## Aim
Find the line that contains "find light wood". Output it and every line after it to the end of the records, exactly as they appear.
[Begin Supplied information]
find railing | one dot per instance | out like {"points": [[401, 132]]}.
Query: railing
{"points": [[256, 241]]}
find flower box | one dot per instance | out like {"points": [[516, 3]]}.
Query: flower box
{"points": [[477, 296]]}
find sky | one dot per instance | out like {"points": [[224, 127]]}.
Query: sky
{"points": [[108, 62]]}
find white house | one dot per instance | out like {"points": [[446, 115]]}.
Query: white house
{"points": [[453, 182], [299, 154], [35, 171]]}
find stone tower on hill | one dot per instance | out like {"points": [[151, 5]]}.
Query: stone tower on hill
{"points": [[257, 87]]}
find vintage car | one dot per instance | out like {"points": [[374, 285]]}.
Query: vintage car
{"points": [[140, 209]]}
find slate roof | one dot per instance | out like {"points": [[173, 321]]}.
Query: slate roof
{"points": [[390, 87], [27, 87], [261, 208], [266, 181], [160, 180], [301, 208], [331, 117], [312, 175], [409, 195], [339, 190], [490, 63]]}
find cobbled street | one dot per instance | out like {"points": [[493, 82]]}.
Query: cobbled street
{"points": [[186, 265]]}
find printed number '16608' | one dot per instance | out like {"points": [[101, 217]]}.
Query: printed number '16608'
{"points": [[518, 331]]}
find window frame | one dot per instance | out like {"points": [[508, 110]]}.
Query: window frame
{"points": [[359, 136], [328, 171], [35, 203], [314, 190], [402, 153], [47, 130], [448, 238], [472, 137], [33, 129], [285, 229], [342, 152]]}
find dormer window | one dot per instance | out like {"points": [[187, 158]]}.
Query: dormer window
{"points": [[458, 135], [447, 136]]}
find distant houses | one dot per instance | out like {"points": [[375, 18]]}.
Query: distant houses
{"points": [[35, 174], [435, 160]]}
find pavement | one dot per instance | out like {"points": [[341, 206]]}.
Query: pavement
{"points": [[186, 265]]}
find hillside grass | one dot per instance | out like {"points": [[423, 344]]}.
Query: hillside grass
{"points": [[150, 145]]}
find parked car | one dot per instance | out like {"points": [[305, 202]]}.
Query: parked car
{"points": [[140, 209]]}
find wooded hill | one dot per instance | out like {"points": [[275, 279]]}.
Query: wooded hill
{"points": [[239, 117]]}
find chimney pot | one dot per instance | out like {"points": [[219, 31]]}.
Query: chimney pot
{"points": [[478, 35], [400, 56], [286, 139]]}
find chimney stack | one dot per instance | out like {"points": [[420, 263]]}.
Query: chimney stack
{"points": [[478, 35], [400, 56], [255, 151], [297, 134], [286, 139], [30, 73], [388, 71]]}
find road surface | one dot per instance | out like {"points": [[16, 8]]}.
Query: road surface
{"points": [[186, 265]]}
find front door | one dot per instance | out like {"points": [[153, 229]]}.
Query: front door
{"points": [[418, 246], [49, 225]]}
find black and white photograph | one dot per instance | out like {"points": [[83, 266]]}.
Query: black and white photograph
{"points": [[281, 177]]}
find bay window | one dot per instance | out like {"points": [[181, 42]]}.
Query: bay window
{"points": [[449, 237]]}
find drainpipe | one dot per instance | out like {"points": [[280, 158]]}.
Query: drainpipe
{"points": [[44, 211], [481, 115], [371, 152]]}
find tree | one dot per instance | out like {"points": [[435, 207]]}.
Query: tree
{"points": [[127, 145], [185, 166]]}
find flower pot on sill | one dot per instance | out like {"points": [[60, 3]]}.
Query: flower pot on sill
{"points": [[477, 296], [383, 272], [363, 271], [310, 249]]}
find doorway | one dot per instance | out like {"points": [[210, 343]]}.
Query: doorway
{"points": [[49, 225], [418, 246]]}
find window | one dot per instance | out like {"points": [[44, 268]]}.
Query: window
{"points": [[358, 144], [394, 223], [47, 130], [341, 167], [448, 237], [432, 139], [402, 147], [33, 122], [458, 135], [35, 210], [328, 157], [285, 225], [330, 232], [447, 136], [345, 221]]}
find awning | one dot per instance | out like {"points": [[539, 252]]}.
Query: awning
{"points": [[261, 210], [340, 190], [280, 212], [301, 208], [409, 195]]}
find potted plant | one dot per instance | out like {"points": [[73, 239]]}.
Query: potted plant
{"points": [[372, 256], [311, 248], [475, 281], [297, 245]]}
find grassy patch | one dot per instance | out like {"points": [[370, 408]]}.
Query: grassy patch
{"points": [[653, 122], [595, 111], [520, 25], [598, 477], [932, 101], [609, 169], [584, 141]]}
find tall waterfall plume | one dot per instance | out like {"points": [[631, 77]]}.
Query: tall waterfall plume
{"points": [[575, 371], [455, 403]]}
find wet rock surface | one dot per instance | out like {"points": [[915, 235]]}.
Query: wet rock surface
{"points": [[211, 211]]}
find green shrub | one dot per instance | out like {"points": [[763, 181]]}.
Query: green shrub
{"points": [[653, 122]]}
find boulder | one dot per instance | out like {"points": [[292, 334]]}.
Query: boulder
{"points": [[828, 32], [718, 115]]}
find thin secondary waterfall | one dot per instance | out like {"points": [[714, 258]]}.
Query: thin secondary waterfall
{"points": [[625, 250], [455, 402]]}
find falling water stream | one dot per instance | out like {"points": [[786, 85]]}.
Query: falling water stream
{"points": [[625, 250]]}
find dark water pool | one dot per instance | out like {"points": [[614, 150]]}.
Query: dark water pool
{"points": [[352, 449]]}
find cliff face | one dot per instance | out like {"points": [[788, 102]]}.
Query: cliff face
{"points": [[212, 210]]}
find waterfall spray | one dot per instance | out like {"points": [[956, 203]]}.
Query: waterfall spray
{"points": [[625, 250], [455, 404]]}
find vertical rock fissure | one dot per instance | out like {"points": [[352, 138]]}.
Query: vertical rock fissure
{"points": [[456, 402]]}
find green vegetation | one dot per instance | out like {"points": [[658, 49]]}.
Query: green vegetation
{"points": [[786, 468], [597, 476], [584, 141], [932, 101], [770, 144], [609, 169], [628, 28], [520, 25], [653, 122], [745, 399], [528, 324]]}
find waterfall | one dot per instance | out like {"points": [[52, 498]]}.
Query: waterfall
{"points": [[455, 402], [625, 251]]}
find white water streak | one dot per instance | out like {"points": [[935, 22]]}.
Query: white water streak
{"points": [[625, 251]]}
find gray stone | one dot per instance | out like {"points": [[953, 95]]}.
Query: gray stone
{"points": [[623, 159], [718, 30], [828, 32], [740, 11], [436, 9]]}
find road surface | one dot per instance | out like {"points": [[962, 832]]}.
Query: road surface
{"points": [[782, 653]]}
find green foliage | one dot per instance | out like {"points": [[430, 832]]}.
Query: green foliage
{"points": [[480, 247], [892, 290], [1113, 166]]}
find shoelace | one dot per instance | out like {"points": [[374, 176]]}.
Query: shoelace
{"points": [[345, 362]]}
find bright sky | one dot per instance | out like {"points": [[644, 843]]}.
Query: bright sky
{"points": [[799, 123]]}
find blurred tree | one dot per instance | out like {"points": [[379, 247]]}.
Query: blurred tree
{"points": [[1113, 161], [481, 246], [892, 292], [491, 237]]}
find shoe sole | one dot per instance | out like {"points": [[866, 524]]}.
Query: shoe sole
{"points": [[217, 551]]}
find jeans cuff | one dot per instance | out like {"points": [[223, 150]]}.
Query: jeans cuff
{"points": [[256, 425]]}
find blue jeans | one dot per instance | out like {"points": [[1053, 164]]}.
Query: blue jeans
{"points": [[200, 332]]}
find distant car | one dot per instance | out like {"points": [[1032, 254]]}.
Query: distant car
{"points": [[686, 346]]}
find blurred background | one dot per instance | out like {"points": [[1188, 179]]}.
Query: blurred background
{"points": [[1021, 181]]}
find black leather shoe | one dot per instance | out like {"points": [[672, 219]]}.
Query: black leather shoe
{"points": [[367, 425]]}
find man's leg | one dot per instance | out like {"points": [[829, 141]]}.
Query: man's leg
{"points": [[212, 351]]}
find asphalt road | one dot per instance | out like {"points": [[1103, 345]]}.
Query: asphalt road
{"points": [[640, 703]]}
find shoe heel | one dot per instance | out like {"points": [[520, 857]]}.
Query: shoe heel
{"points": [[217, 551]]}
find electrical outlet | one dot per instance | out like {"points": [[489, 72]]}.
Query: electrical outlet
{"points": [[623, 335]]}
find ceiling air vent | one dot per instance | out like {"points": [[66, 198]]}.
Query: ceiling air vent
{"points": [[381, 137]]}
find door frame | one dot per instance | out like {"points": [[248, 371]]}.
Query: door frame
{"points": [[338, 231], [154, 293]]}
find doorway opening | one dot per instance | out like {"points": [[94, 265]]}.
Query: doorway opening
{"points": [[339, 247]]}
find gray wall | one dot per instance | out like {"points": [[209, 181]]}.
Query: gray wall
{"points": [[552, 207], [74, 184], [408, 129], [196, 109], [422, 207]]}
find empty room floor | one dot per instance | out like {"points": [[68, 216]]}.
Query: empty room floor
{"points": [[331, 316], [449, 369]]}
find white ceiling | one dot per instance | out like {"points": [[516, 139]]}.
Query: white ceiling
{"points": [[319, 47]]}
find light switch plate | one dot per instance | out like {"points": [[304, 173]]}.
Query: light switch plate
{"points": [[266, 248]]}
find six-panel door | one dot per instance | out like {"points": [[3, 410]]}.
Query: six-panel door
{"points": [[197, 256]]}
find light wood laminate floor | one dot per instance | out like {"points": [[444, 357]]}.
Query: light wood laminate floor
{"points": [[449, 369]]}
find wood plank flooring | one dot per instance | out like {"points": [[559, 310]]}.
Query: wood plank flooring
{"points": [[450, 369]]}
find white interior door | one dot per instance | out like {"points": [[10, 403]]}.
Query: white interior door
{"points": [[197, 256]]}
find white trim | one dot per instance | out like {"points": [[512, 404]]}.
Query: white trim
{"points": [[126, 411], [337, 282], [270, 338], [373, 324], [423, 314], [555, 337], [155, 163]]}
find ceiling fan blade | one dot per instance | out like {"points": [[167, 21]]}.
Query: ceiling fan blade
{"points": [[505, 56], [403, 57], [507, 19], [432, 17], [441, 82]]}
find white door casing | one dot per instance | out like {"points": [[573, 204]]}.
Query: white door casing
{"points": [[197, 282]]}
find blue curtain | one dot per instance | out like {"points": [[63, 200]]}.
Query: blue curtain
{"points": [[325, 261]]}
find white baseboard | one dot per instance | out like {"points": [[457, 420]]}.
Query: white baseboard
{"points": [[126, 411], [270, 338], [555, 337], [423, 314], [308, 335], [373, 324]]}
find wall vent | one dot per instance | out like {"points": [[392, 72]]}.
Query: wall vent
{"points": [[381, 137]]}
[End Supplied information]
## Answer to this task
find light wood laminate floor | one dot per instance | out like {"points": [[444, 357]]}.
Query: light wood laminate floor
{"points": [[449, 369]]}
find wood plank flooring | one dot per instance | out like {"points": [[559, 310]]}.
Query: wood plank flooring
{"points": [[450, 369]]}
find white interior door | one dot per instance | out like {"points": [[10, 403]]}.
Query: white interior door
{"points": [[197, 256]]}
find white trim | one dot per instance | out like {"points": [[512, 404]]}.
Query: white trim
{"points": [[126, 411], [337, 282], [270, 338], [373, 324], [423, 314], [555, 337], [155, 163]]}
find ceiling fan blade | one dot per instance | out like {"points": [[167, 21]]}.
Query: ceiling fan blade
{"points": [[505, 56], [403, 57], [507, 19], [432, 17], [441, 82]]}
find white door casing | one dot per instance | out like {"points": [[573, 204]]}.
Query: white door casing
{"points": [[197, 282]]}
find blue curtain | one dot per instance | out like {"points": [[63, 200]]}.
Query: blue curtain
{"points": [[325, 261]]}
find white baseboard | one dot per instance | out like {"points": [[457, 420]]}.
Query: white baseboard
{"points": [[126, 411], [270, 338], [555, 337], [423, 314], [308, 335], [373, 324]]}
find wall vent | one dot per instance | out like {"points": [[392, 72]]}.
Query: wall vent
{"points": [[381, 137]]}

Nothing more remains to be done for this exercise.